- What is required
Using the motorcycle forum excerpt below, mark each statement yes or no and quote the exact words from the excerpt that decide it.
1. Mikkel and Jim swap bikes back at SH1.
2. The riders stop for a drink and a snack at Cheviot.
3. Around 20 people attend the dinner.

- Excerpt provided
Those Contis sound brilliant. The difference in noise between the bevelheads and later water cooled engines is quite marked.

Kickaha
29th August 2009, 09:55
Those Contis sound brilliant. The difference in noise between the bevelheads and later water cooled engines is quite marked.

Pffffffffffft belt drive rubbish (and I'll keep saying that right up until the time I find a 600 Pantah for pre82 racing)


Saturdays another fine day although slightly cool and it’s early afternoon before we’re ready to head out again, Mikkel turns up and we take the same roads back out that I travelled twice the day before, but turn off at the Waiapra Junction to head through the Weka pass, fortunately a slow car holds me up so I don’t get any attention from the forces of the law who already have a victim in a Subaru driver pulled up on the side of the road

I find the run from Waikari to Rotheram fairly tedious but once past Rotheram there’s some nice fast flowing corners and before you know it we’re hit Waiau where we stop off for a drink and a snack

Now the Leader road isn’t on my favourites list which is probably a result of being a rider of one of three bikes that were all written off in the same accident back in 1989 after we were cleaned up by a van so I’m taking it fairly easy through here

Despite the warning signs of grit there isn’t much to be seen and we stick to a fairly sedate pace past Mt Parnassus where I had my first school leavers job taking on the noxious weed Nasella tussock with a grubbers

Back at SH1 and Mikkel and Jim swap bikes, I’m leading the way and when I can’t seen any lights behind me slow right down, it takes a bit but once they appear we motor on through to Cheviot

Jim leads the way out on Mikkel’s bike while I tag along at the back, as we approach Greta Mikkel takes point and turns down the Scargill - Waikari rd which is about 25 km of nice flowing road also with the grit signs out but the best bit about taking it that you get to ride through the Weka twice

It’s not far from home and it’s the same back way I’ve taken so many times before and a quick shower and change for the night ahead

I would highly recommend Tutto Bene on Papanui rd for anyone looking for a good feed, the portions are generous and not to highly priced and even though they are an Italian restaurant they also do a good steak

We’ve got around 20 people attending and our table gets the slow service because we have to many meat eaters and the chef can’t keep up but a great night is had by all and I’m stoked that the likes of Paul, Jim and Chrissy have made the trip down and owe the lovely Joni an awful lot for organising it and making it happen

Ms Piggy
29th August 2009, 13:24
A very satisfactory day really!

- Provided records

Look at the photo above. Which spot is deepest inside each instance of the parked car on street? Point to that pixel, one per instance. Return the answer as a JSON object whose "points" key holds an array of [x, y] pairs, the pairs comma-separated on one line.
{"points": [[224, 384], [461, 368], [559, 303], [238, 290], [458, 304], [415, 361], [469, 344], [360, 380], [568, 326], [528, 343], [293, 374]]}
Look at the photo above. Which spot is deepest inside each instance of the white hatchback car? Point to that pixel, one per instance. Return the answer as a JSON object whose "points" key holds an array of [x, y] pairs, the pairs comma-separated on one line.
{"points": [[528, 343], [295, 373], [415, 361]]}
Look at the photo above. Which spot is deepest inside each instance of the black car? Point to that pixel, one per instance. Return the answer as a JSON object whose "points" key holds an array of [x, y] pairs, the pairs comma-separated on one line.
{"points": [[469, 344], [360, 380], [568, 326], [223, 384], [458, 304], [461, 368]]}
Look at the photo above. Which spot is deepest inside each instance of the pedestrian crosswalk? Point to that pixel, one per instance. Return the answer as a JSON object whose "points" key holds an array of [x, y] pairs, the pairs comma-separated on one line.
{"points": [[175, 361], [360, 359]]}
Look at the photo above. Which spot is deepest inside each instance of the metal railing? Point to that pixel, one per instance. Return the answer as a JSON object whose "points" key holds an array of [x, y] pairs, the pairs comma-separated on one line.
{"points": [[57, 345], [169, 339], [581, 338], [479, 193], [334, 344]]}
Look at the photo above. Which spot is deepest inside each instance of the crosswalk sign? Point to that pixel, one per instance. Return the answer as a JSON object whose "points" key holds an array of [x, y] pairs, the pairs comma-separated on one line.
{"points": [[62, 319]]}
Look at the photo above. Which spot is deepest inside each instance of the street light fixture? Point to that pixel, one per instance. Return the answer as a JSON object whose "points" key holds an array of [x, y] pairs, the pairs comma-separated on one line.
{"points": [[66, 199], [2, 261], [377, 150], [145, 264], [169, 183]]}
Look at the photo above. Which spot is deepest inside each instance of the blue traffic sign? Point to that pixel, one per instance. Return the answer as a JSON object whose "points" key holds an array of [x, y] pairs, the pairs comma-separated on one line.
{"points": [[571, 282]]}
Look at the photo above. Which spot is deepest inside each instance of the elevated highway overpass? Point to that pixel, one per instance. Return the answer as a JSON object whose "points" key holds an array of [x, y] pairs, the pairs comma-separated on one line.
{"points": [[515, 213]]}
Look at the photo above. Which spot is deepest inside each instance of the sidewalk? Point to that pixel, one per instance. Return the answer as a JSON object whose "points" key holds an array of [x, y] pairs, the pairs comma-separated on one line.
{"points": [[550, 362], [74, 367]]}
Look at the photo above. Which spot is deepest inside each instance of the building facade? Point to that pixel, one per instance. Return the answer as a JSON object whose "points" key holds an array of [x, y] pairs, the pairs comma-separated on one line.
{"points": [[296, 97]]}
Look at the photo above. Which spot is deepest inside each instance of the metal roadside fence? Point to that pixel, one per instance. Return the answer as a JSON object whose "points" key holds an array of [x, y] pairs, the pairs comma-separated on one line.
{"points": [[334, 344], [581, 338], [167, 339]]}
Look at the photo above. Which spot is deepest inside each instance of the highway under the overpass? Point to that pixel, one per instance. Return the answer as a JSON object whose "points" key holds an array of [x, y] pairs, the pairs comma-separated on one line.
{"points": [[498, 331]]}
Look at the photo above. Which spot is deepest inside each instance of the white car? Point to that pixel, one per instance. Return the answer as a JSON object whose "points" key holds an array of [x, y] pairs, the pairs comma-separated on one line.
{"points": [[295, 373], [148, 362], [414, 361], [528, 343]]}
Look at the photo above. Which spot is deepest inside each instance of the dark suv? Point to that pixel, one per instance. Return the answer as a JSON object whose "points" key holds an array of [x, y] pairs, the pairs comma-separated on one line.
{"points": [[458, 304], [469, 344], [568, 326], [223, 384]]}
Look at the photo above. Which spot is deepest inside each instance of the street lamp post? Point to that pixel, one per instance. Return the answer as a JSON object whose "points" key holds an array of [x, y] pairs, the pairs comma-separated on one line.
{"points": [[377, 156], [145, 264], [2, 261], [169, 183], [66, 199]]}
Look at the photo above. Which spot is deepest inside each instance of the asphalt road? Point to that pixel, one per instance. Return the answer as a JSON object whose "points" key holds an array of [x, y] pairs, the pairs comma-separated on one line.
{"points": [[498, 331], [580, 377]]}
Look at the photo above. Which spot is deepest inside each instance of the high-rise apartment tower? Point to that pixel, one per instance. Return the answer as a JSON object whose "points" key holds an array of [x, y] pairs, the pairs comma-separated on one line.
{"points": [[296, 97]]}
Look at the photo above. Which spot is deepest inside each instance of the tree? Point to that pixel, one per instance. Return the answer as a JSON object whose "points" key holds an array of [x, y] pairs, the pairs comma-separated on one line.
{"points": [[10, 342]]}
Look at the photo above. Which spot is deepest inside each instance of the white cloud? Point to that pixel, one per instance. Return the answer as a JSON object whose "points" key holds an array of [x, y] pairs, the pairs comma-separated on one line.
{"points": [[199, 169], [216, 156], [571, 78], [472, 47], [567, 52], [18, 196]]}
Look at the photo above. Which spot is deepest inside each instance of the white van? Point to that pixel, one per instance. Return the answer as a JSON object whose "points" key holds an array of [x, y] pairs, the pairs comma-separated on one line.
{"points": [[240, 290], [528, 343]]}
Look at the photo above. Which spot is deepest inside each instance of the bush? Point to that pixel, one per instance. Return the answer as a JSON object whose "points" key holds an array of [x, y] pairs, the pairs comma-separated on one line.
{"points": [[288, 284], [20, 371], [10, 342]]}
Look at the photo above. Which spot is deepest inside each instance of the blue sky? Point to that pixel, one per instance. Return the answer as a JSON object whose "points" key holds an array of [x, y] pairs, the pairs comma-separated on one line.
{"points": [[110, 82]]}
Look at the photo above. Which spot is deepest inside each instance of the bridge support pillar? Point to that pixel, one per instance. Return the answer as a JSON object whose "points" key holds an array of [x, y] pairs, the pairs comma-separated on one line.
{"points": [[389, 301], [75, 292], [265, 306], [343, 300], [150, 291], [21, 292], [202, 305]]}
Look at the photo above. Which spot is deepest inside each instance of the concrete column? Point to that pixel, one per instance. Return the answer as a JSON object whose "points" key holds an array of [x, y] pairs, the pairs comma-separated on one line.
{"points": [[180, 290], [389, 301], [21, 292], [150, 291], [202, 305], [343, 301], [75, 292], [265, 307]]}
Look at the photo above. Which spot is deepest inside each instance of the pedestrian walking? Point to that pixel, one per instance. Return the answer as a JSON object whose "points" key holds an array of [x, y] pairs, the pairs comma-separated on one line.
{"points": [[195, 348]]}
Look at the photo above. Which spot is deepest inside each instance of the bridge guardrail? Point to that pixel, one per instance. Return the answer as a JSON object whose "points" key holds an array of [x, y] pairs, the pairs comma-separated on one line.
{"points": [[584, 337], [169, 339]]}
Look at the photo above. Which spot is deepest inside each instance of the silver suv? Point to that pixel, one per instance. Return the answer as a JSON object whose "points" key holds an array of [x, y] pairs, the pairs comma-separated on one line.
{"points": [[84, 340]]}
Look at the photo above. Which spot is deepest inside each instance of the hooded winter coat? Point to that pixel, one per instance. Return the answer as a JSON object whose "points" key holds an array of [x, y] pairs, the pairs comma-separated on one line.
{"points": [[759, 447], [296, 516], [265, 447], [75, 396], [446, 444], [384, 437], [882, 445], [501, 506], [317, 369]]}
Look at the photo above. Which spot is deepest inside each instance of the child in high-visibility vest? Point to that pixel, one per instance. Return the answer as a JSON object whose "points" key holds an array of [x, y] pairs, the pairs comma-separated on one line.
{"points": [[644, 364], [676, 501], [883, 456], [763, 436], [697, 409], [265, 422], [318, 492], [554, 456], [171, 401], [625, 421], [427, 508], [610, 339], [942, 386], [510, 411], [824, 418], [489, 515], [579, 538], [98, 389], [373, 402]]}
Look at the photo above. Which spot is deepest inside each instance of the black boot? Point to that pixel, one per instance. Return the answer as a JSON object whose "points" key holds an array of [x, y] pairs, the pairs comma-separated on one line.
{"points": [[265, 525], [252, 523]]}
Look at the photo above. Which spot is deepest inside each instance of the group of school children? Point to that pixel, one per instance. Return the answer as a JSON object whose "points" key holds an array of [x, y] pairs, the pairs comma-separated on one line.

- Your solution
1. Yes: "Back at SH1 and Mikkel and Jim swap bikes"
2. No: "we’re hit Waiau where we stop off for a drink and a snack"
3. Yes: "We’ve got around 20 people attending"